Required task:
Filter the lines below, keeping only those that contain the string "guardrail", and reproduce each retained line in full. The match is case-sensitive.

[start Data extract]

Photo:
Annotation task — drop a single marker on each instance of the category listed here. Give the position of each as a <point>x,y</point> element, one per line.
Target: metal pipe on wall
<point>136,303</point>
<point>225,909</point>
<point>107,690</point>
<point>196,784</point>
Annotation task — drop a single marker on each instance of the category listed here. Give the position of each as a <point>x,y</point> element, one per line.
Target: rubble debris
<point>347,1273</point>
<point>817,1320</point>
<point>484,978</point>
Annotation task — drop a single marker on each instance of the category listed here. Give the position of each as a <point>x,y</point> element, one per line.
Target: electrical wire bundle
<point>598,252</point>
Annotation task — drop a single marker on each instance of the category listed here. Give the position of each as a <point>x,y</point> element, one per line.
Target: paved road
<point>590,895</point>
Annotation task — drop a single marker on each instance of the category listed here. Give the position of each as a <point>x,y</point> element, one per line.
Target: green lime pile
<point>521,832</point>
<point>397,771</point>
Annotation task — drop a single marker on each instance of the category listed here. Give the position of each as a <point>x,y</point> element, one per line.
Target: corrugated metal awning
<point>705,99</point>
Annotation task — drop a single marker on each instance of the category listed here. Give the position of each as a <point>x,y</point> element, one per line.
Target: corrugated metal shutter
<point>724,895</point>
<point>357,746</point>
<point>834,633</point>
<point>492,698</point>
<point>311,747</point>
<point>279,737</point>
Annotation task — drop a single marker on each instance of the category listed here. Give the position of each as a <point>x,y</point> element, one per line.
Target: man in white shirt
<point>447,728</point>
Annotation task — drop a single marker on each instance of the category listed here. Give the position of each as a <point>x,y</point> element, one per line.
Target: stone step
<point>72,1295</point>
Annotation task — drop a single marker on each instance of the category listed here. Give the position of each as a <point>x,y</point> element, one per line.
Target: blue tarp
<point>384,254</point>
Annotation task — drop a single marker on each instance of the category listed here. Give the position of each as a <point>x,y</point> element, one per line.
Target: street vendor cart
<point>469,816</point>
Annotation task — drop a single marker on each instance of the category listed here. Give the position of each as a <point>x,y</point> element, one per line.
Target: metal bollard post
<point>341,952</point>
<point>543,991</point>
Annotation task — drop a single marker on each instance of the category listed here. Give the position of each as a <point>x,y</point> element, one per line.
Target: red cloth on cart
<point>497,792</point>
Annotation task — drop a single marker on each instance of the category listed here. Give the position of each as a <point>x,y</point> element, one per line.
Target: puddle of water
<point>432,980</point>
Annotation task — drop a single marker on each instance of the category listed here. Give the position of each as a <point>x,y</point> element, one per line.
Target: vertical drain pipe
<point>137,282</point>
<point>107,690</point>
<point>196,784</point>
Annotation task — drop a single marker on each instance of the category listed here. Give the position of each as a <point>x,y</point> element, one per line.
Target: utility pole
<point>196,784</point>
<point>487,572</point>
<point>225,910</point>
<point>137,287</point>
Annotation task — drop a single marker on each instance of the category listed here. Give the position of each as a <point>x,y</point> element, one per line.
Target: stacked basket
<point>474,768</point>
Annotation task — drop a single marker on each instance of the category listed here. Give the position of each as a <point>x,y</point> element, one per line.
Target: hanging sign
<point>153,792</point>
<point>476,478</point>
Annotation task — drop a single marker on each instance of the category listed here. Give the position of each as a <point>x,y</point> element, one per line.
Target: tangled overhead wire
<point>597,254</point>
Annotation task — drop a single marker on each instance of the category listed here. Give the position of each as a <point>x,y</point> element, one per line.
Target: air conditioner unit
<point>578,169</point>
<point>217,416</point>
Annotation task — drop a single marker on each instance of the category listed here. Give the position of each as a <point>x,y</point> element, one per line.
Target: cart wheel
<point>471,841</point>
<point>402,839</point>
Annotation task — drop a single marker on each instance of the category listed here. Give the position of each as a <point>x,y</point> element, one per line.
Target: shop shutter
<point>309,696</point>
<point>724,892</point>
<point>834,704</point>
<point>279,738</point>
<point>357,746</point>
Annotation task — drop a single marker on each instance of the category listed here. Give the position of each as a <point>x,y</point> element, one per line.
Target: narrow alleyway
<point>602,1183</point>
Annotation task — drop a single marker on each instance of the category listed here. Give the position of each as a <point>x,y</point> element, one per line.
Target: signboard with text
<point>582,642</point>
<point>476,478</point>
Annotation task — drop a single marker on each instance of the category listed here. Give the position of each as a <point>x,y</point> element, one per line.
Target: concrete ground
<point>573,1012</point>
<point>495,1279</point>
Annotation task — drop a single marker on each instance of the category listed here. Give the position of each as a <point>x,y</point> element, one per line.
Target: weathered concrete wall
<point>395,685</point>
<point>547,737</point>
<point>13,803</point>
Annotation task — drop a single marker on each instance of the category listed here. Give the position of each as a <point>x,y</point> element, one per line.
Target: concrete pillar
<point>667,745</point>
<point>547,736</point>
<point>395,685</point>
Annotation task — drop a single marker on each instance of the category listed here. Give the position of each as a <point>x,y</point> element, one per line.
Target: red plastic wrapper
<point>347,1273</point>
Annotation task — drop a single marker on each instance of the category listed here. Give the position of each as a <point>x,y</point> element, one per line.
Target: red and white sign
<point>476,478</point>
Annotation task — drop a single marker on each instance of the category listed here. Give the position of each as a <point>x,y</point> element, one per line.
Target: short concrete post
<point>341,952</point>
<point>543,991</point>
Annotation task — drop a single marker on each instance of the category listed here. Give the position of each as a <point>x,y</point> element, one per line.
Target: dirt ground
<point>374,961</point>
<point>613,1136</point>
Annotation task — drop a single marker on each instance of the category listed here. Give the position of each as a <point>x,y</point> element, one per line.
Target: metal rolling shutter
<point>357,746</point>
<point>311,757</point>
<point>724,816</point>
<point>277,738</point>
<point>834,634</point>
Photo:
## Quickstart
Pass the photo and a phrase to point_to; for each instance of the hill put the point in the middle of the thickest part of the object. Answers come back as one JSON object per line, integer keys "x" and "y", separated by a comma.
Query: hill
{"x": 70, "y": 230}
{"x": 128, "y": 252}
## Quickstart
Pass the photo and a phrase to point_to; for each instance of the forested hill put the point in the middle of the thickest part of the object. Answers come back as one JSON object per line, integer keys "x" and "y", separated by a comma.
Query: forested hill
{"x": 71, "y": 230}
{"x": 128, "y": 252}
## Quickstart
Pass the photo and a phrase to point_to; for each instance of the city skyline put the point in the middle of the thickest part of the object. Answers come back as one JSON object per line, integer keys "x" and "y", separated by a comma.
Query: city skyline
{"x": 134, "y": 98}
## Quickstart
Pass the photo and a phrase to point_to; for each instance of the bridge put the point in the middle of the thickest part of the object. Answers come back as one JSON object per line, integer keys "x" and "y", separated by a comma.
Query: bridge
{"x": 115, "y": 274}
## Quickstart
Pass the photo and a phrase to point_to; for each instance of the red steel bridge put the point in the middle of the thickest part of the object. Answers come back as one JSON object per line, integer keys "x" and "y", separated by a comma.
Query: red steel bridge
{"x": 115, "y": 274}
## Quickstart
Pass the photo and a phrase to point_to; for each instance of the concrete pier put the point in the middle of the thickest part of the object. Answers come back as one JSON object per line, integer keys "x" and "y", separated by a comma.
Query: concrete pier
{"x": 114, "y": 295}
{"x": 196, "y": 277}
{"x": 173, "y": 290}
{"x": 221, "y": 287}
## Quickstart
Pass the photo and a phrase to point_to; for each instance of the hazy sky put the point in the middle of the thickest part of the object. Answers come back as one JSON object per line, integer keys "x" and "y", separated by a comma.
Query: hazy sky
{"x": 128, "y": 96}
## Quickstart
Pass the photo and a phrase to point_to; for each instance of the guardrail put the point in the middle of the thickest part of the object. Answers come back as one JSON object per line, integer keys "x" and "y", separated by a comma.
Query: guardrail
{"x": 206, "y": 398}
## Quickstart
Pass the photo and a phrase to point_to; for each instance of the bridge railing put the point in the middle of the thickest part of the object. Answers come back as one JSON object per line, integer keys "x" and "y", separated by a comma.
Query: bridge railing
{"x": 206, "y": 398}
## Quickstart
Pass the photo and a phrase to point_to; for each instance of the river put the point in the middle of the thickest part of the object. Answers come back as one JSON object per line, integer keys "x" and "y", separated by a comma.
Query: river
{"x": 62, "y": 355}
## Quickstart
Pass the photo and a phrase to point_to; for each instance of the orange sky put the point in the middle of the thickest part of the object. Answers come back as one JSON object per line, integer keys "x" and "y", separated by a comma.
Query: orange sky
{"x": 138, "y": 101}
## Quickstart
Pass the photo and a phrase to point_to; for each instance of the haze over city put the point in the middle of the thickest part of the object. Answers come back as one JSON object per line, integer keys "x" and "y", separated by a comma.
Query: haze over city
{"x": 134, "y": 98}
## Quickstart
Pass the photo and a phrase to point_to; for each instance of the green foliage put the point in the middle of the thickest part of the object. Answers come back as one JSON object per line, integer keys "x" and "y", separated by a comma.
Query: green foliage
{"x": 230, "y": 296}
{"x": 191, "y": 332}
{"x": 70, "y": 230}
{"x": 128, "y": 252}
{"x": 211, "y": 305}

[end Data extract]
[start Data extract]

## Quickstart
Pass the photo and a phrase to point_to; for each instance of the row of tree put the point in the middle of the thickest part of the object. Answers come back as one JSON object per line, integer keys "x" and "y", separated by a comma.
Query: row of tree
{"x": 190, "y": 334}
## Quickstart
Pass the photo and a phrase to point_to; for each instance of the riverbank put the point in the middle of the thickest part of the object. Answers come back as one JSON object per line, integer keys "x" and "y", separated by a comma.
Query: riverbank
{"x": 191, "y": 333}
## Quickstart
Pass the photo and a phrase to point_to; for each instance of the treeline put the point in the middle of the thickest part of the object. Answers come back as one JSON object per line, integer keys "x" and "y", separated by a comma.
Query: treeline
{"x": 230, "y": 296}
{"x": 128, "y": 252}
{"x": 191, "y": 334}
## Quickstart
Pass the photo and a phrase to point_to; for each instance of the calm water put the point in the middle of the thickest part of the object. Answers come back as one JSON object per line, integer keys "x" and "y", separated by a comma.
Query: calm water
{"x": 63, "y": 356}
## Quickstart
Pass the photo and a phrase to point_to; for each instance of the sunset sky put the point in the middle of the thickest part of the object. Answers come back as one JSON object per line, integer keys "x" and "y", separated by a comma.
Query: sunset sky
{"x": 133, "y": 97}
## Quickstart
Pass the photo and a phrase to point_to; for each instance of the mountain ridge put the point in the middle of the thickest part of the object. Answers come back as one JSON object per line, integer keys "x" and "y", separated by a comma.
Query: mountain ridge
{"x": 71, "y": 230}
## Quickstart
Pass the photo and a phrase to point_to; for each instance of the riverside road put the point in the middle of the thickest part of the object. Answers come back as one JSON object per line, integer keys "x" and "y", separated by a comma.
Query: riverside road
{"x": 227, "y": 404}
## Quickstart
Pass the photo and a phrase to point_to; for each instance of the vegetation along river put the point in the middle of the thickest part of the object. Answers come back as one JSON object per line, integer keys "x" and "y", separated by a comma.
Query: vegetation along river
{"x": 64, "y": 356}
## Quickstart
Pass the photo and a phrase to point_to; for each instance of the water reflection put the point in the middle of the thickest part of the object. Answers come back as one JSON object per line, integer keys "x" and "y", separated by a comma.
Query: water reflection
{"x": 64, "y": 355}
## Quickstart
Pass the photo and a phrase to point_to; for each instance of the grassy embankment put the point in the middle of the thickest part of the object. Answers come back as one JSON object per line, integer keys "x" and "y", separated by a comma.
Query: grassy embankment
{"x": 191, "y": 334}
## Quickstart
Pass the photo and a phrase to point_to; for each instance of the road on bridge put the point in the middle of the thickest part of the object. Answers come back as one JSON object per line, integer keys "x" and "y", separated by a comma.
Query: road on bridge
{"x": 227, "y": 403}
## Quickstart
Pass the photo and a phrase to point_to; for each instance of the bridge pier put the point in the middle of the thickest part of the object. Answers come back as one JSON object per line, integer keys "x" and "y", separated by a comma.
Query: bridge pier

[end Data extract]

Solution for this exercise:
Pass the photo and a phrase to point_to; for each instance of the guardrail put the point in the middle of the thickest part of the object. Answers come back as one JSON object per line, integer keys "x" and "y", separated by a comma.
Query: guardrail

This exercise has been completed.